Task prompt » With the line containing "Would you be able to mark the cookie" as the starting point, output the remaining lines of the data exactly as they are, through the last.

Data to process »
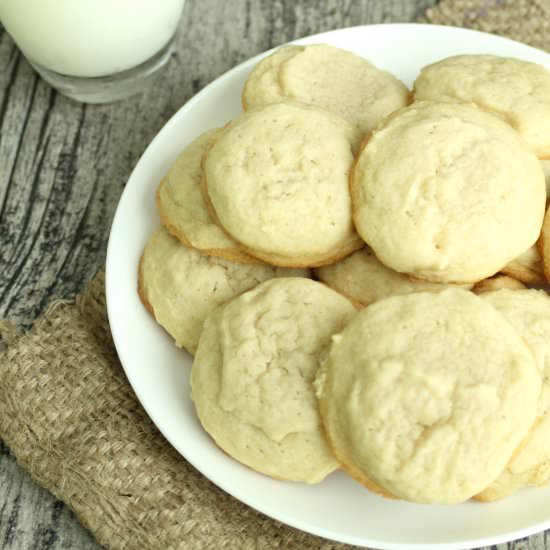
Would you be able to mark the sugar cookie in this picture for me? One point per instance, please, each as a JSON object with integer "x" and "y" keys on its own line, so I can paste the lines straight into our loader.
{"x": 527, "y": 267}
{"x": 529, "y": 313}
{"x": 364, "y": 278}
{"x": 428, "y": 395}
{"x": 251, "y": 380}
{"x": 179, "y": 286}
{"x": 277, "y": 181}
{"x": 330, "y": 78}
{"x": 182, "y": 209}
{"x": 517, "y": 90}
{"x": 447, "y": 193}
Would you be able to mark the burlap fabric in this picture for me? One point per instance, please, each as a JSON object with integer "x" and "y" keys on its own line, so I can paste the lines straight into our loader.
{"x": 71, "y": 419}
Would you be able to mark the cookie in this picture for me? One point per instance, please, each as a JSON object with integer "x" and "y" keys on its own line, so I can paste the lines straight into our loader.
{"x": 428, "y": 395}
{"x": 528, "y": 311}
{"x": 447, "y": 193}
{"x": 182, "y": 209}
{"x": 517, "y": 90}
{"x": 527, "y": 267}
{"x": 277, "y": 181}
{"x": 497, "y": 282}
{"x": 262, "y": 87}
{"x": 330, "y": 78}
{"x": 544, "y": 245}
{"x": 179, "y": 286}
{"x": 364, "y": 278}
{"x": 251, "y": 381}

Response area »
Would you be able to mark the cookie in this picture for me? One point per instance, please, each as a JSON object with integer "x" and "y" keys on its own line, so I can paste the lines straight into our loader.
{"x": 428, "y": 395}
{"x": 528, "y": 311}
{"x": 447, "y": 193}
{"x": 182, "y": 209}
{"x": 517, "y": 90}
{"x": 527, "y": 267}
{"x": 277, "y": 181}
{"x": 497, "y": 282}
{"x": 262, "y": 87}
{"x": 330, "y": 78}
{"x": 544, "y": 245}
{"x": 179, "y": 286}
{"x": 364, "y": 278}
{"x": 251, "y": 381}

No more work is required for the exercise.